Information given |
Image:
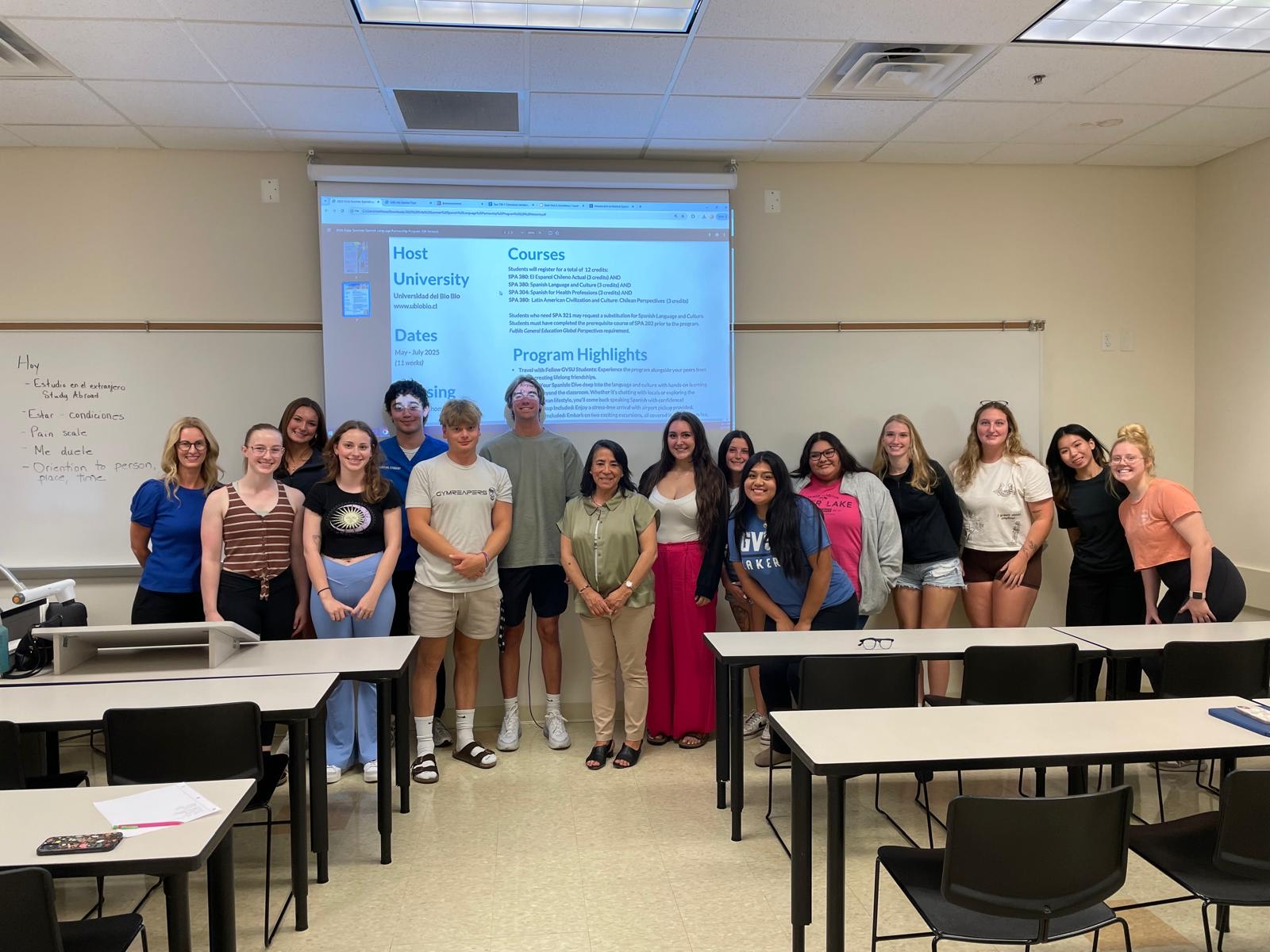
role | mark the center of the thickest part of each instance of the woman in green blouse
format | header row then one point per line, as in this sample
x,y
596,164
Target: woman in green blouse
x,y
607,547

Instruction | Rewrite the rows above, replacing "green blouse" with "red blouse" wherever it occurs and leaving everything else unchanged. Omit the pictures.

Answer to this exercise |
Image:
role | mark the center of the thickest part of each instance of the woman in red blouse
format | header row then one point per line, as in this sample
x,y
596,164
Target: woman in red blouse
x,y
607,547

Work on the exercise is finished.